= Marcus Valerius Messalla Rufus =

Ancient Roman politician, consul in 53 BCE

Marcus Valerius Messalla Rufus (c. 104/3 – 26 BC), was a Roman senator who was elected consul for 53 BC.

==Family==
Messalla was the son of Marcus Valerius Messalla Niger and Hortensia (sister of the consul of 69 BC). He had a sister, Valeria Messala, who was the fifth wife of the dictator Lucius Cornelius Sulla.

Messalla had two sons: Marcus Valerius Messalla (consul 32 BC) and Potitus Valerius Messalla (suffect consul 29 BC).

==Career==
Messalla Rufus probably served as Praetor in 62 BC. His appointment as consul in 53 BC was delayed due to a scandal involving the consular elections, followed by public disorder between the followers of Publius Clodius Pulcher and Titus Annius Milo. It was only in July 53 BC that he entered the office. He and his colleague's attempts to hold elections for 52 BC were also disrupted.

Messalla Rufus was also elected augur at an early date, for he was a member of the collegia of augurs for 55 years.
════════
Goals >>
(1) Which people are named in the Family section of the article on Messalla Rufus?
(2) How would you sum up the article on Messalla Rufus in two sentences?

Material >>
════════
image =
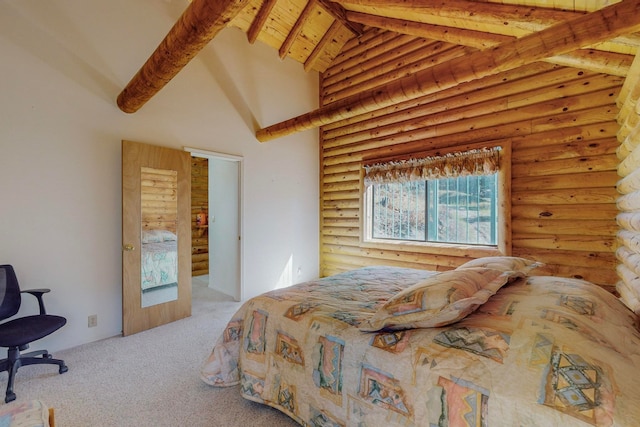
════════
Solutions below >>
(1) Marcus Valerius Messalla Niger, Hortensia, Valeria Messala, Lucius Cornelius Sulla, Marcus Valerius Messalla, and Potitus Valerius Messalla.

(2) Marcus Valerius Messalla Rufus (c. 104/3 – 26 BC) was a Roman senator elected consul for 53 BC. A scandal over the consular elections and public disorder between the followers of Publius Clodius Pulcher and Titus Annius Milo delayed his entry into office until July 53 BC, and he was also a member of the augurs for 55 years.